**Supplied material**:

══════

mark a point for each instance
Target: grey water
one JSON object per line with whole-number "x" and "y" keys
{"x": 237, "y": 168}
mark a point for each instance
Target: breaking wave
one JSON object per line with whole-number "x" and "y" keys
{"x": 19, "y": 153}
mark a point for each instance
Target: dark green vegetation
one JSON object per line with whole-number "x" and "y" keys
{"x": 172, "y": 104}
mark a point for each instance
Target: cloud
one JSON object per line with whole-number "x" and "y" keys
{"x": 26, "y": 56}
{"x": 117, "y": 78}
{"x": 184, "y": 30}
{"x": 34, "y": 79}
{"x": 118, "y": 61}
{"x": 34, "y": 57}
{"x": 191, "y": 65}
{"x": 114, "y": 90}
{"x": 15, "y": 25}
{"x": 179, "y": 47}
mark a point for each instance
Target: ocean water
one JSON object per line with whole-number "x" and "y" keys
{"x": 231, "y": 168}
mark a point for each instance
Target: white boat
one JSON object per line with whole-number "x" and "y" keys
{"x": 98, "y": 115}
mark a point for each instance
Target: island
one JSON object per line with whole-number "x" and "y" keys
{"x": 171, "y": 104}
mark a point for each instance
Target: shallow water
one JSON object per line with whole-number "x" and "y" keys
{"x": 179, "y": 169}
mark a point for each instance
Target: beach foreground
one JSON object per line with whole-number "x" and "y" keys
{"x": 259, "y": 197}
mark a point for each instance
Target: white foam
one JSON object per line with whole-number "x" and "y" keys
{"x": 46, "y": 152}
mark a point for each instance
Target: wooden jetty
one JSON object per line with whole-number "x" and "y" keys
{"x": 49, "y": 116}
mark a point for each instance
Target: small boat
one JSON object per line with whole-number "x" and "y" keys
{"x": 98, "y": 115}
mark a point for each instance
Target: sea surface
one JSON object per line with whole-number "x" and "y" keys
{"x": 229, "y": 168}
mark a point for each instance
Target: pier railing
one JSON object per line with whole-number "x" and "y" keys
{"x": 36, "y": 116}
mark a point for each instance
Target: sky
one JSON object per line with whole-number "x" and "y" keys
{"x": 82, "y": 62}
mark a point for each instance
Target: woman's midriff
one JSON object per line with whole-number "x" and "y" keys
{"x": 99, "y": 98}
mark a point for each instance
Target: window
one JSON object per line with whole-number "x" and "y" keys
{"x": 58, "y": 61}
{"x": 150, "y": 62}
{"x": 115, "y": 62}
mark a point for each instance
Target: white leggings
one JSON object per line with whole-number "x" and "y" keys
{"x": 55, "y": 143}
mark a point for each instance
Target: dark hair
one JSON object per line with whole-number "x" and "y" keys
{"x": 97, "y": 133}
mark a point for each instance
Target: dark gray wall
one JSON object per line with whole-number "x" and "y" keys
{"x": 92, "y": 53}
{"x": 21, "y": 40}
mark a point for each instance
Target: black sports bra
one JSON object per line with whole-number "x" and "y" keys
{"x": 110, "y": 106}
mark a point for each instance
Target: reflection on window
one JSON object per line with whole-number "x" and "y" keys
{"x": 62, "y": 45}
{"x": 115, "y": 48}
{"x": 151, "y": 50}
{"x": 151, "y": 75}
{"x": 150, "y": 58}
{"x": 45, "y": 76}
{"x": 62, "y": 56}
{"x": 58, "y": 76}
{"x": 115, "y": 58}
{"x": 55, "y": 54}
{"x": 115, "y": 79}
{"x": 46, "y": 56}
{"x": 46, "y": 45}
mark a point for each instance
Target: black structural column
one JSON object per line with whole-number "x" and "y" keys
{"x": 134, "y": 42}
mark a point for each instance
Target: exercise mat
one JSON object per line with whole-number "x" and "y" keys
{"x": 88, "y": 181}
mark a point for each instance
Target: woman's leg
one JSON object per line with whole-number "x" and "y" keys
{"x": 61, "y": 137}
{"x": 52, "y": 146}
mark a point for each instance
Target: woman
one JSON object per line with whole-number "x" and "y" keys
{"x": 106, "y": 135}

══════

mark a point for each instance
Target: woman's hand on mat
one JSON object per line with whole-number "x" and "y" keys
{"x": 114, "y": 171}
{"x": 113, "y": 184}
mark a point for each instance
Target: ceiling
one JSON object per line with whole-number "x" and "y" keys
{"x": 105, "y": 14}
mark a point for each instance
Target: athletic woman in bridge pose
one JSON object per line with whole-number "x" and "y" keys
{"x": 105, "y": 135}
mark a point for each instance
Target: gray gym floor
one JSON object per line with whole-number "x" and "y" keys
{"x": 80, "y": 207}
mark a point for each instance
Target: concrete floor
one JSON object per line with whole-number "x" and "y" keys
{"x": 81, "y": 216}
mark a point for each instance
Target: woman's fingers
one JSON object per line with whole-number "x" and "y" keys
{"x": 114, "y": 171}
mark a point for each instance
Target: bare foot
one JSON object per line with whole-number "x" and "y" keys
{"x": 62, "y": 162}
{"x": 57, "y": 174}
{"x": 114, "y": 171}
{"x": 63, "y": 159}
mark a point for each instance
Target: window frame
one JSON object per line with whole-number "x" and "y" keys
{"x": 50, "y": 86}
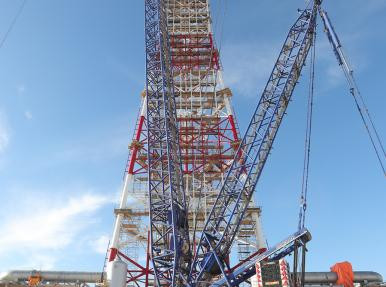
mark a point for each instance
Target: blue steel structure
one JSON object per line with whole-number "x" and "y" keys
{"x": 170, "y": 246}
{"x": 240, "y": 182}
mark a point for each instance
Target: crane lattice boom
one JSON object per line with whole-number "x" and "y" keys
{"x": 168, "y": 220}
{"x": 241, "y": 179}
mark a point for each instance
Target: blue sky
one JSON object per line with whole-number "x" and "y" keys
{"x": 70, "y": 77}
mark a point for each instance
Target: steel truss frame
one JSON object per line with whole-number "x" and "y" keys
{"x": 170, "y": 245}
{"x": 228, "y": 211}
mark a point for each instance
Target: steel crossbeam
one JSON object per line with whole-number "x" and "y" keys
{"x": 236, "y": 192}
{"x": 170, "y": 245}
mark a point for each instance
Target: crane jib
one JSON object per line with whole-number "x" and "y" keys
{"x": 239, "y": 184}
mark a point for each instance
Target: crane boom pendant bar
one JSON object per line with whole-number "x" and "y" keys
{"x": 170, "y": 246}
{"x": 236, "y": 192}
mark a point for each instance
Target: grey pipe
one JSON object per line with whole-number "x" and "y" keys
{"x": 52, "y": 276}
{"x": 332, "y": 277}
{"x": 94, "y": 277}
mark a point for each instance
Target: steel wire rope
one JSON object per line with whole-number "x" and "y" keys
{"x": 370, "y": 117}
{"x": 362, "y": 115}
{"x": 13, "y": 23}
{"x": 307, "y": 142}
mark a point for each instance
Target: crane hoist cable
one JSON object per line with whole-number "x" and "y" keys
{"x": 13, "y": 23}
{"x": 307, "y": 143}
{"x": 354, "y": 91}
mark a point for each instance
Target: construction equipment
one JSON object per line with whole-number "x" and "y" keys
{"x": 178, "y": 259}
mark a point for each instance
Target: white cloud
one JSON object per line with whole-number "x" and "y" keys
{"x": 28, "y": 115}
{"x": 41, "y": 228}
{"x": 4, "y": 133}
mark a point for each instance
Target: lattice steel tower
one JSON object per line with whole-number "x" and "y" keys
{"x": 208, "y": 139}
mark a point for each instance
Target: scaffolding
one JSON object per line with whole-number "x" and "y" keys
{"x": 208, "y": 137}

══════

**Exercise prompt**:
Wherever the word "boom" appears in a line of the data above, copy that line.

**Reply**:
Target: crane lattice boom
Target: crane boom pendant bar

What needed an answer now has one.